## Start RECORDS PROVIDED

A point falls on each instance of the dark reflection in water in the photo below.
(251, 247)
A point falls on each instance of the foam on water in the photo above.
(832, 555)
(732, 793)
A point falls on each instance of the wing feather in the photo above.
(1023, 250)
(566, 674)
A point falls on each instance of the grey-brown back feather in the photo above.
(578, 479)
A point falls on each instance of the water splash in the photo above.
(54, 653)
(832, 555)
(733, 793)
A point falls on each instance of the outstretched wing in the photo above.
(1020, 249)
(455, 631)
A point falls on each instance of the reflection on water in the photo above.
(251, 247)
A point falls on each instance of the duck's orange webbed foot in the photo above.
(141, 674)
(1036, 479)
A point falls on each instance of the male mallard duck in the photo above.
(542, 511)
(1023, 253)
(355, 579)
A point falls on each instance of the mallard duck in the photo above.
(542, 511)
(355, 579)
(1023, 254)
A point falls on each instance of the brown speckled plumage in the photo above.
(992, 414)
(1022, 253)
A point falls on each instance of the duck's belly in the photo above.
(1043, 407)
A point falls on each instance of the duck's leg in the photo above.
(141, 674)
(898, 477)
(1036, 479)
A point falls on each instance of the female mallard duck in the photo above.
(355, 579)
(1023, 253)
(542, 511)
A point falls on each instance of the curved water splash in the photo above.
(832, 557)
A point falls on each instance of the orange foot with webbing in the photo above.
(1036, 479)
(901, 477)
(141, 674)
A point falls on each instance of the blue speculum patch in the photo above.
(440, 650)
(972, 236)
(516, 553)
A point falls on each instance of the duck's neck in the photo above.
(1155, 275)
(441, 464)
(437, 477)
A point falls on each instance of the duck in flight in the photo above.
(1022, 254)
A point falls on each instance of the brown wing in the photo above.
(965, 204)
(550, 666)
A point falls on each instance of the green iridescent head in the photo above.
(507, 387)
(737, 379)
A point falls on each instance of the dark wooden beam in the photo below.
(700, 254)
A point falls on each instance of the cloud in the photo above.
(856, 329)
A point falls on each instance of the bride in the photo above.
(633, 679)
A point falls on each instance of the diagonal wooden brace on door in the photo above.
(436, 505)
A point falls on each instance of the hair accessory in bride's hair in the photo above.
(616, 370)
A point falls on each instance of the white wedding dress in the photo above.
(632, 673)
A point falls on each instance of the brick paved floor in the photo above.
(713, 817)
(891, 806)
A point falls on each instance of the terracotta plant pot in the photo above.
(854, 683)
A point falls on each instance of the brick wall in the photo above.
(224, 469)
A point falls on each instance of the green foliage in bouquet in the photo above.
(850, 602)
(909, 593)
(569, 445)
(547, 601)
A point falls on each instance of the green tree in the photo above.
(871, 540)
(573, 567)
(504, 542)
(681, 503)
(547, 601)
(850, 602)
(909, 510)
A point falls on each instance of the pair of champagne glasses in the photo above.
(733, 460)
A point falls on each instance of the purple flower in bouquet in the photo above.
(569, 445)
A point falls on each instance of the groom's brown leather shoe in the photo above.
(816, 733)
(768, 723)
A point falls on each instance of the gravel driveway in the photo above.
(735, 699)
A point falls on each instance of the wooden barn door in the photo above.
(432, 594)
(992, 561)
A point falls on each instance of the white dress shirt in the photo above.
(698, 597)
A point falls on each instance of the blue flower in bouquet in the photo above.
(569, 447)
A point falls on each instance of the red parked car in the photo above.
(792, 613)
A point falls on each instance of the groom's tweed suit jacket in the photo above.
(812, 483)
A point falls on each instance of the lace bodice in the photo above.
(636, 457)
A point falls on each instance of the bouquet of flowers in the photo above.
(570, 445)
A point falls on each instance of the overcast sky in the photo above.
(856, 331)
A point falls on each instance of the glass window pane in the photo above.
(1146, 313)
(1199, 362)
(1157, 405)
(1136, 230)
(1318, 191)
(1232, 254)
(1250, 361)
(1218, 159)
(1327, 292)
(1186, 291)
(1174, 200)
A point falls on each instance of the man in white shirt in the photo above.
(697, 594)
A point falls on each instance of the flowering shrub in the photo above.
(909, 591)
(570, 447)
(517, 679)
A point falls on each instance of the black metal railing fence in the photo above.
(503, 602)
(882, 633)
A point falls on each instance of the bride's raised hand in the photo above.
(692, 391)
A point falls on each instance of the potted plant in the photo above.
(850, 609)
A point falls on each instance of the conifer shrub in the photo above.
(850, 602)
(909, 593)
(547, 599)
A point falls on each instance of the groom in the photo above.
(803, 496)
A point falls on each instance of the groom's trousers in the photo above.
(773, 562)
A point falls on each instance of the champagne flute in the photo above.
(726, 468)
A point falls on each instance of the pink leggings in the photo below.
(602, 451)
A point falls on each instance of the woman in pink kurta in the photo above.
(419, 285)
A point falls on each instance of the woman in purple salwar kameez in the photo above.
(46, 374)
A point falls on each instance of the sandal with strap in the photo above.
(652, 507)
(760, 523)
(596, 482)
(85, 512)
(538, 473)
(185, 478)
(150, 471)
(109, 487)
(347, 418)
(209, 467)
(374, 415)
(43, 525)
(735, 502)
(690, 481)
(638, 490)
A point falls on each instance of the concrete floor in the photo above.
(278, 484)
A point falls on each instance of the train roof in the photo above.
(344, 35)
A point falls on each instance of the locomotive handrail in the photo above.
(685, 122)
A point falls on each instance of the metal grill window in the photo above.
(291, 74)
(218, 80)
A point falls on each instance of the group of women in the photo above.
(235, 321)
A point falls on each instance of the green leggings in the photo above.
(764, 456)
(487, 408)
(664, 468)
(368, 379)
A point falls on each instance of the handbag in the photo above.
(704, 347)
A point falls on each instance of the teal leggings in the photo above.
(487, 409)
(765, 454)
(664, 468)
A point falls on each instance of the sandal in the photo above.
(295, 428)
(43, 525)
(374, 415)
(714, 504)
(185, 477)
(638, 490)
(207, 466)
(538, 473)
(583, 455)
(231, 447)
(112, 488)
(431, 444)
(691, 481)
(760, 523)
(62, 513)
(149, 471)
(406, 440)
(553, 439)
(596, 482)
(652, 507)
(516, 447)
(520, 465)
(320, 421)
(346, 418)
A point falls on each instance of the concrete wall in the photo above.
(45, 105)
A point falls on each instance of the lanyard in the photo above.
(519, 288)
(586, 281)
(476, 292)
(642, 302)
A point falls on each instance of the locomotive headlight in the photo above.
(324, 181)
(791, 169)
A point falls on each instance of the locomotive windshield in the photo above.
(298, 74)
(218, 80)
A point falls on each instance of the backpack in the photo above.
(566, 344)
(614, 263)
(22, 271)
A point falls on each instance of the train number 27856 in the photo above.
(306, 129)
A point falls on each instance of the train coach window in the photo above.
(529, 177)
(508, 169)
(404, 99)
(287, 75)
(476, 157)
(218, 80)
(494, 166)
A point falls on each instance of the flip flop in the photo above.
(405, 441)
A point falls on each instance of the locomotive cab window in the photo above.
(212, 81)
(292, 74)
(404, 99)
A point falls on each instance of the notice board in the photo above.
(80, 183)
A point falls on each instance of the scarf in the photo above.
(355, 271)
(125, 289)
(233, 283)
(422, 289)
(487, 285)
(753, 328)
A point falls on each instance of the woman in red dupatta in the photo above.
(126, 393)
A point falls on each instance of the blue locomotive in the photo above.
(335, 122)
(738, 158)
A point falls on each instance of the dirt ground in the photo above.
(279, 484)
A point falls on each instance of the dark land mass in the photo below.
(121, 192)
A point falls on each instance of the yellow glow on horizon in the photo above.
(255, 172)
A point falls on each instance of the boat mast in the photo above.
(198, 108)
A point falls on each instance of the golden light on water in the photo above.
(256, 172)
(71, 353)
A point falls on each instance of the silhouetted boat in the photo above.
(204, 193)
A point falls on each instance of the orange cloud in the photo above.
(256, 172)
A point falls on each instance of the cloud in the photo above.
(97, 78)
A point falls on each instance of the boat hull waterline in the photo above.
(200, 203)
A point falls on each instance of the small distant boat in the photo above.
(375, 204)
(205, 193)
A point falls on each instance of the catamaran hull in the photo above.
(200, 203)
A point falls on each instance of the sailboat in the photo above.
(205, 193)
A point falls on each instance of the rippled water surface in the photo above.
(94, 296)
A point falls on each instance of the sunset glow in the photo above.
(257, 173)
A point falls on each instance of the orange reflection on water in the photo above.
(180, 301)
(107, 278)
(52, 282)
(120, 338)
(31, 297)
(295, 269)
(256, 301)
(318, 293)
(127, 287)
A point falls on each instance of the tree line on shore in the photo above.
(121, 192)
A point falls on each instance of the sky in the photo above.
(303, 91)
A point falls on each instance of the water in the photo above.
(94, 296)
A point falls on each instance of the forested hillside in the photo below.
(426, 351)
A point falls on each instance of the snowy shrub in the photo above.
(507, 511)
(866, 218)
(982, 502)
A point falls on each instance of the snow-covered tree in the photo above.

## End RECORDS PROVIDED

> [WHAT YOU NEED TO DO]: Copy out the rows above verbatim, from the line holding "A point falls on each instance of the golden" through the final line of the rows, both inclusive.

> [PROBLEM SOLUTION]:
A point falls on each instance of the golden light on water in the photo above.
(256, 172)
(71, 353)
A point falls on each instance of the silhouetted boat in the photo above.
(204, 193)
A point falls on each instance of the orange cloud in the photo above.
(256, 172)
A point falls on each instance of the cloud in the photo above.
(97, 78)
A point falls on each instance of the boat hull waterline in the photo above.
(200, 203)
A point falls on each instance of the small distant boat in the photo above.
(375, 204)
(205, 193)
A point falls on each instance of the catamaran hull in the photo above.
(200, 203)
A point falls on each instance of the sailboat in the photo above.
(205, 193)
A point falls on each instance of the rippled water surface in the photo above.
(94, 296)
A point falls on each instance of the sunset glow in the photo above.
(257, 173)
A point falls on each instance of the orange reflection on water in the photo above.
(180, 301)
(107, 278)
(52, 282)
(120, 338)
(31, 297)
(295, 269)
(256, 301)
(318, 293)
(127, 287)
A point falls on each instance of the tree line on shore in the photo above.
(121, 192)
A point falls on each instance of the sky in the photo above.
(303, 91)
A point falls on each instance of the water in the photo above.
(94, 296)
A point falls on each instance of the forested hillside in the photo below.
(426, 351)
A point falls on each instance of the snowy shrub in the photo above.
(507, 511)
(866, 218)
(982, 502)
A point falls on each instance of the snow-covered tree in the photo above.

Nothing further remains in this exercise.